■ Problem requirements
In the SOLR-13856 issue update below, reproduce the passage from "I'm attaching some" to "variety of seeds." word for word.

━━ Page text

You are viewing a plain text version of this content. The canonical link for it is here.
Posted to issues@lucene.apache.org by "Chris M. Hostetter (Jira)" <ji...@apache.org> on 2019/10/21 22:24:00 UTC

[jira] [Updated] (SOLR-13856) 8.x HdfsWriteToMultipleCollectionsTest jenkins failures due to TImeoutException

     [ https://issues.apache.org/jira/browse/SOLR-13856?page=com.atlassian.jira.plugin.system.issuetabpanels:all-tabpanel ]

Chris M. Hostetter updated SOLR-13856:
--------------------------------------
    Attachment: apache_Lucene-Solr-NightlyTests-8.3_25.log.txt
                apache_Lucene-Solr-repro_3681.log.txt
                8.x.fail3.log.txt
                8.x.fail2.log.txt
                8.x.fail1.log.txt
                8.3.fail3.log.txt
                8.3.fail2.log.txt
                8.3.fail1.log.txt
        Status: Open  (was: Open)


I'm attaching some logs from jenkins, as well as from from my own local runs that show the same failure behavior on 8x and 83 with a variety of seeds.

The specifics of the failure looks like this...

{noformat}
   [junit4]   2> NOTE: reproduce with: ant test  -Dtestcase=HdfsWriteToMultipleCollectionsTest -Dtests.method=test -Dtests.seed=7DB11BE46316786B -Dtests.multiplier=2 -Dtests.nightly=true -Dtests.slow=true -Dtests.linedocsfile=/home/jenkins/jenkins-slave/workspace/Lucene-Solr-NightlyTests-8.3/test-data/enwiki.random.lines.txt -Dtests.locale=el-CY -Dtests.timezone=Asia/Yekaterinburg -Dtests.asserts=true -Dtests.file.encoding=ISO-8859-1
   [junit4] FAILURE  287s J0 | HdfsWriteToMultipleCollectionsTest.test <<<
   [junit4]    > Throwable #1: java.lang.AssertionError: expected:<680> but was:<595>
   [junit4]    >        at __randomizedtesting.SeedInfo.seed([7DB11BE46316786B:F5E5243ECDEA1593]:0)
   [junit4]    >        at org.apache.solr.cloud.hdfs.HdfsWriteToMultipleCollectionsTest.test(HdfsWriteToMultipleCollectionsTest.java:129)

━━━━
━━ Raw data

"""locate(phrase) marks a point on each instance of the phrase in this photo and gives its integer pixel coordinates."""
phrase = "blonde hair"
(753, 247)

━━━━

■ Problem solution
I'm attaching some logs from jenkins, as well as from from my own local runs that show the same failure behavior on 8x and 83 with a variety of seeds.